I have become “that mother” on Instagram and I hate it as much as you do. Well, almost.
I can’t stop posting pictures of my kids. I realize I’m doing it but I can’t stop. We’re supposed to post interesting things that happen to us. Often the most interesting thing that happens to me is “Hey look at my baby! Isn’t he cute? He’s cute right? Look how cute!”
And I feel better when you agree, because this is what I’ve got right now. This is kind of all I have.
Yeah, I feel a little pathetic, a little lost. I feel a little boring. I wish I had something more interesting to say.
I imagine I’ve been unfollowed by lots and lots of people.
Damn that Janelle can’t stop posting pictures of those fucking kids.
The other day I drove around for 3 and a half hours in retrieval of 3 of my 4 children. The timing was just wrong enough that I had 45-minute intervals between each pick-up, meaning I couldn’t really do anything between stops, so I just sat in parking lots and drove around for 3.5 hours. I nursed the baby in the front seat like 4 times.
By the end, I hated every human in my car, on the road, in the town, and possibly on the planet.
I work in Georgia’s co-op preschool so now I know all her little preschool songs. The other day Mac got home from work and we sang one together, for him. It was a song about a fish getting eaten by a bigger fish and then that one getting eaten by a whale and on and on and there are little hand motions.
WHO THE FUCK IS THIS HUMAN SINGING PRESCHOOL SONGS?
Sing along folks. Here we go.
After preschool Georgia has “resting time” and I call it “resting time.” Who the hell talks like that?
And my sister-in-law told me about a ticket system for screen time and we’re trying it. Each kid has a little ticket jar thing made out of YES YOU GUESSED IT, Mason jars.
I HAD THEM DECORATE MASON JARS, people.
Sometimes I look around at this stay-at-home-mom life and I’m so bored and over it and tired I want to scream out my car window “I’m NOT THE MOTHERFUCKING BUTLERRRRR!”
(But I am.)

Written instruction a: Translate this sentence from the post about motherhood into Spanish: "I imagine I’ve been unfollowed by lots and lots of people."

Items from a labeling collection

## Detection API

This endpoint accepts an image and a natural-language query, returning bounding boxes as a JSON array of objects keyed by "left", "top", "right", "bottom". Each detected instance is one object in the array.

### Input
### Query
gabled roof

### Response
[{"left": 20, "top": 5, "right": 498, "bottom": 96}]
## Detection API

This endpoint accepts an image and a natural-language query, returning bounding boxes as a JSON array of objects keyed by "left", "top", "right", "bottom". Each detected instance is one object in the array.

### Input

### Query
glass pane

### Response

Written instruction b: Write out all the entries above again in full, requests included. Scale each bounding-box coordinate in their answers by 0.75 and round to whole numbers, with halves rounding up.

Correct result a: Me imagino que muchísimas personas han dejado de seguirme.

Correct result b:
## Detection API

This endpoint accepts an image and a natural-language query, returning bounding boxes as a JSON array of objects keyed by "left", "top", "right", "bottom". Each detected instance is one object in the array.

### Input
### Query
gabled roof

### Response
[{"left": 15, "top": 4, "right": 374, "bottom": 72}]
## Detection API

This endpoint accepts an image and a natural-language query, returning bounding boxes as a JSON array of objects keyed by "left", "top", "right", "bottom". Each detected instance is one object in the array.

### Input

### Query
glass pane

### Response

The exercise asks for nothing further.